→ Action item
The following entries are to be retyped in full, exactly as written.

***** Available data *****

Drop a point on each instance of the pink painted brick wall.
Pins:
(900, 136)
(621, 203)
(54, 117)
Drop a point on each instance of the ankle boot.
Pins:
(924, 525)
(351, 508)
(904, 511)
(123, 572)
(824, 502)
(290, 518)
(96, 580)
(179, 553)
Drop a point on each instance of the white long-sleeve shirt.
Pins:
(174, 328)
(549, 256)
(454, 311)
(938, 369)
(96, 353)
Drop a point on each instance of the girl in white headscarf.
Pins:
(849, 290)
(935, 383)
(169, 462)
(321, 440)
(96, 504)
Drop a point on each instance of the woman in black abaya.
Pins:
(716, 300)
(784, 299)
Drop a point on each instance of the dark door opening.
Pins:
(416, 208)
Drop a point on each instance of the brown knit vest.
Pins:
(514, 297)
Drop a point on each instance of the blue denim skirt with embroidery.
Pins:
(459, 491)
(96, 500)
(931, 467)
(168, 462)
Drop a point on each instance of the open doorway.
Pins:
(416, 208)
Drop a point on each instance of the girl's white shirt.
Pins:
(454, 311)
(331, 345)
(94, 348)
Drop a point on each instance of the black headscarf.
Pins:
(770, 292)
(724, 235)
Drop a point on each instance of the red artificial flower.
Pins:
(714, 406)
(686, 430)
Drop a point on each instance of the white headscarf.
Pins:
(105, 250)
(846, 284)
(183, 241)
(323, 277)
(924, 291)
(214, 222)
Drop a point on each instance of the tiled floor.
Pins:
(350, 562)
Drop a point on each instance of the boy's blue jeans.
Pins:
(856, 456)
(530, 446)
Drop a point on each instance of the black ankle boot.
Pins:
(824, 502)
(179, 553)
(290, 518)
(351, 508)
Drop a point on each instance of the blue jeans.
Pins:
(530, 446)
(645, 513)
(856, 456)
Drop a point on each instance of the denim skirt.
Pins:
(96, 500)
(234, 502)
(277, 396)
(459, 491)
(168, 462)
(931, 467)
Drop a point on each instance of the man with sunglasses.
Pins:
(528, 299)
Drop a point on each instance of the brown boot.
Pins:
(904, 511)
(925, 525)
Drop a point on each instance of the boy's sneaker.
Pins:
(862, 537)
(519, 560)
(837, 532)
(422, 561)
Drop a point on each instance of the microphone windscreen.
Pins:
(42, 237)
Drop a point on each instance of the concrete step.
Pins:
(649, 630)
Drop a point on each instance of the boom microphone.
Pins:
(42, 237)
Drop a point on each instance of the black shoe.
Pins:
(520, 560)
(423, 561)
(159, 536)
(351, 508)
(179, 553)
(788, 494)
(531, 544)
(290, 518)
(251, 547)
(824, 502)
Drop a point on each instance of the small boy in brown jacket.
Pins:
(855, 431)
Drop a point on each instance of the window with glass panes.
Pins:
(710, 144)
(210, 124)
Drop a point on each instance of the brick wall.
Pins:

*****

→ Answer area
Drop a point on each instance of the pink painted brick wall.
Pins:
(900, 136)
(621, 203)
(54, 117)
Drop a point on each instance of the ankle boot.
Pins:
(924, 525)
(351, 508)
(904, 511)
(123, 572)
(824, 502)
(290, 518)
(96, 580)
(179, 553)
Drop a point on each instance of the white long-sleeve shirt.
Pins:
(174, 328)
(549, 256)
(454, 311)
(938, 369)
(96, 353)
Drop a point on each instance of the girl in white headscarf.
Pins:
(849, 290)
(935, 383)
(169, 462)
(321, 440)
(96, 504)
Drop a point on each instance of the woman in black abaya.
Pins:
(716, 300)
(784, 299)
Drop a point on each instance of the dark door opening.
Pins:
(416, 208)
Drop a point on each instance of the brown knit vest.
Pins:
(514, 297)
Drop a point on each instance of the blue denim skirt with embroidery.
Pins:
(459, 491)
(96, 500)
(931, 467)
(168, 462)
Drop a point on each instance of the open doorway.
Pins:
(416, 208)
Drop a point on each instance of the girl's white shirt.
Pins:
(454, 311)
(331, 345)
(94, 348)
Drop a point on each instance of the black headscarf.
Pins:
(770, 292)
(724, 235)
Drop a point on each instance of the red artificial flower.
Pins:
(714, 406)
(686, 430)
Drop a point on each instance of the white headscarf.
Pins:
(105, 250)
(846, 284)
(183, 241)
(323, 277)
(924, 291)
(214, 222)
Drop a point on each instance of the tiled floor.
Pins:
(350, 562)
Drop a point on each instance of the boy's blue jeans.
Pins:
(856, 456)
(530, 446)
Drop a point on each instance of the black ankle boot.
Pins:
(824, 502)
(179, 553)
(290, 518)
(351, 508)
Drop a point on each instance of the blue jeans.
Pins:
(530, 446)
(645, 513)
(856, 456)
Drop a point on each instance of the denim skirt.
Pins:
(96, 500)
(234, 502)
(277, 396)
(459, 491)
(168, 462)
(931, 467)
Drop a point on each instance of the man with sunglasses.
Pins:
(528, 299)
Drop a point on each instance of the brown boot.
Pins:
(904, 511)
(925, 525)
Drop a point on each instance of the boy's sneaker.
Pins:
(862, 537)
(519, 560)
(837, 532)
(422, 561)
Drop a point on each instance of the microphone windscreen.
Pins:
(42, 237)
Drop a point on each instance of the concrete step.
Pins:
(649, 630)
Drop a point on each instance of the boom microphone.
Pins:
(42, 237)
Drop a point on each instance of the black shoe.
Pins:
(520, 560)
(423, 561)
(159, 536)
(351, 508)
(179, 553)
(788, 494)
(531, 544)
(290, 518)
(251, 547)
(824, 502)
Drop a point on each instance of the small boy in brown jacket.
Pins:
(855, 431)
Drop a point on each instance of the window with glass panes.
Pins:
(710, 144)
(210, 124)
Drop a point on each instance of the brick wall.
Pins:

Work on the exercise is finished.